### [Source material]
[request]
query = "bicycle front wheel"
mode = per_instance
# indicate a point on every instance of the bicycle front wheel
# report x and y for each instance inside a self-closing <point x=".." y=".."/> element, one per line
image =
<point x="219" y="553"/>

### [About this exercise]
Track down all lines above with the string "front" and copy them.

### [Response area]
query = "bicycle front wheel"
# indicate a point on every instance of the bicycle front wheel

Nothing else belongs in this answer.